#### What to do
Each line of the material should be retyped without alteration.
::: The input
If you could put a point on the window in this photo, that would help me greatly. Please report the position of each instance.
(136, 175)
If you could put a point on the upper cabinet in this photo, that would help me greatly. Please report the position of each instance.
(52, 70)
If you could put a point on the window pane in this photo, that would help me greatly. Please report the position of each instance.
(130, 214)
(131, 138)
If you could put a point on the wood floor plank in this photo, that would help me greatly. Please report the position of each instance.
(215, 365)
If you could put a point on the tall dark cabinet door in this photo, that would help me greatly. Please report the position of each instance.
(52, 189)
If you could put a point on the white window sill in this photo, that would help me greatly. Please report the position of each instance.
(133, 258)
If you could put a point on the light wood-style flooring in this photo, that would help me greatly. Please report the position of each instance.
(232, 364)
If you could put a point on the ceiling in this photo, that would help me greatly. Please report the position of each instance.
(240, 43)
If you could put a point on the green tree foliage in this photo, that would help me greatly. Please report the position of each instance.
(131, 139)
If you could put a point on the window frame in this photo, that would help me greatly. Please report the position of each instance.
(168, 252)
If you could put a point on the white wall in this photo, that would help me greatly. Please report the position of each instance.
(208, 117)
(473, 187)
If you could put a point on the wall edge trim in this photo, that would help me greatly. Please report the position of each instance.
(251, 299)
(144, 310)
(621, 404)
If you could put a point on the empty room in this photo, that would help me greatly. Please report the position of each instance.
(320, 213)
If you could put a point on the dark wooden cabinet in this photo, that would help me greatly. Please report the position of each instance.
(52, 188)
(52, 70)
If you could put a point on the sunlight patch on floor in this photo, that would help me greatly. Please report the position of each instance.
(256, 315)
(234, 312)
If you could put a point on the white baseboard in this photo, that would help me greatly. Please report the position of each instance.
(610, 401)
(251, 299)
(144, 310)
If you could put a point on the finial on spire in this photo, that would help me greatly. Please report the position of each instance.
::::::
#### Exercise response
If you could put a point on the window in this photo, that would help me greatly. Please report the position of each instance.
(136, 175)
If you could put a point on the upper cabinet in this photo, that would help me greatly. Please report the position of each instance.
(52, 70)
If you could put a point on the window pane in this photo, that would help me greatly. Please report the position of each instance.
(130, 214)
(131, 138)
If you could put a point on the wood floor plank in this photo, that would help me greatly. Please report the position of each instance.
(215, 365)
If you could put a point on the tall dark cabinet door in this photo, that would help me greatly. Please report the position of each instance.
(52, 189)
If you could put a point on the white window sill in this photo, that would help me greatly. Please report the position of each instance.
(133, 258)
If you could put a point on the light wood-style flooring in this photo, that would help me greatly. Please report the position of each instance.
(232, 364)
If you could put a point on the ceiling in this photo, that would help me greatly. Please report the position of each instance.
(240, 43)
If you could put a point on the green tree foliage in this photo, that would help me greatly. Please report the position of each instance.
(131, 139)
If you could put a point on the window frame in this photo, that would help me greatly. Please report the position of each instance.
(168, 252)
If you could put a point on the white wall in this photo, that would help me greatly. Please report the position of each instance.
(208, 117)
(473, 187)
If you could put a point on the wall edge trim in this photo, that would help me greatly. Please report the position of each instance.
(251, 299)
(144, 310)
(621, 404)
If you could put a point on the empty room in this photo, that would help me greatly. Please report the position of each instance.
(320, 213)
If you could put a point on the dark wooden cabinet in this photo, that would help me greatly. Please report the position of each instance.
(52, 188)
(52, 70)
If you could put a point on the sunlight patch on floor in this photo, that would help me greatly. Please report the position of each instance.
(256, 315)
(234, 312)
If you could put a point on the white baseboard in this photo, that would help me greatly. Please report the position of each instance.
(610, 401)
(251, 299)
(144, 310)
If you could put a point on the finial on spire in this photo, that would help me greatly. Please report the position of each instance.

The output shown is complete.